SUPPLIED RECORDS:
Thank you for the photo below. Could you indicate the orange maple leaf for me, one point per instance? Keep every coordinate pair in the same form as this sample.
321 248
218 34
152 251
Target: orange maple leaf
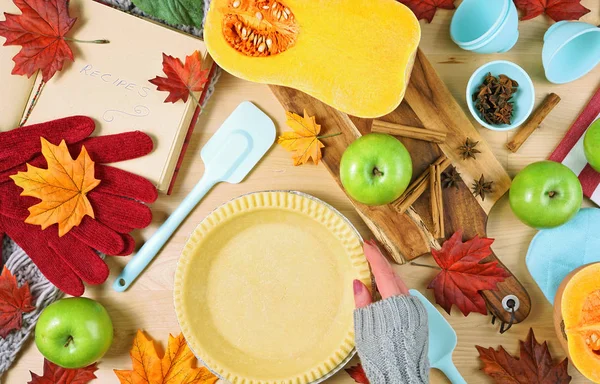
303 141
62 187
176 366
182 80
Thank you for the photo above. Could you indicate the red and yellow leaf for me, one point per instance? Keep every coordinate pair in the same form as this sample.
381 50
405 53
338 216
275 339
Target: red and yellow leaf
534 365
62 188
358 374
181 79
14 302
53 374
463 274
557 10
176 366
425 9
40 30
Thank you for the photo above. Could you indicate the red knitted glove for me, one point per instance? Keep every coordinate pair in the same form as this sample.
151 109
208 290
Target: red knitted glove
67 260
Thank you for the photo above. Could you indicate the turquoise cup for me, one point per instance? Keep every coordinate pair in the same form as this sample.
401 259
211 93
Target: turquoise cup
571 50
485 26
523 99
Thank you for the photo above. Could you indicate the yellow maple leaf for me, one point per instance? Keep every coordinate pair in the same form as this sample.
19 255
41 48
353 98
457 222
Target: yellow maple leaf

REQUIREMENT: Copy the listing above line for line without changing a character, leaving out the picture.

FULL ANSWER:
Thank you for the photo below. Could you indicate the orange maple leaf for me, one point per instance? Keep every coordinate pair in the same form as this sample.
321 248
218 34
152 251
Target: orange maple leaf
303 141
62 187
176 366
182 80
Thank you for the photo above. Could you indicate the red and yellow leaf for me, one point per instance? Keep every coordinate pair in the same form as this sample.
381 50
405 53
338 216
275 339
Target: red and yellow leaf
534 365
62 188
358 374
181 79
14 302
53 374
463 274
557 10
176 366
425 9
40 30
Thank you for the photo above. Could you indicate the red knitted glove for me, one point per instance? Keep every coordinate pair in the same form as this sample.
151 109
208 290
Target: red knitted glove
67 260
Thank you for the photo above. Could you indicate the turquoise cup for me, one point per instance? Keep every coordinate pair in the same form as this sample.
401 259
211 93
Target: turquoise cup
571 50
485 26
523 99
Thank you for the photo above. Could you indicate the yellow maple leaf for me, one point per instance? Keep every coordinate pair in the same form as this sample.
19 255
41 48
353 98
457 222
Target: yellow maple leaf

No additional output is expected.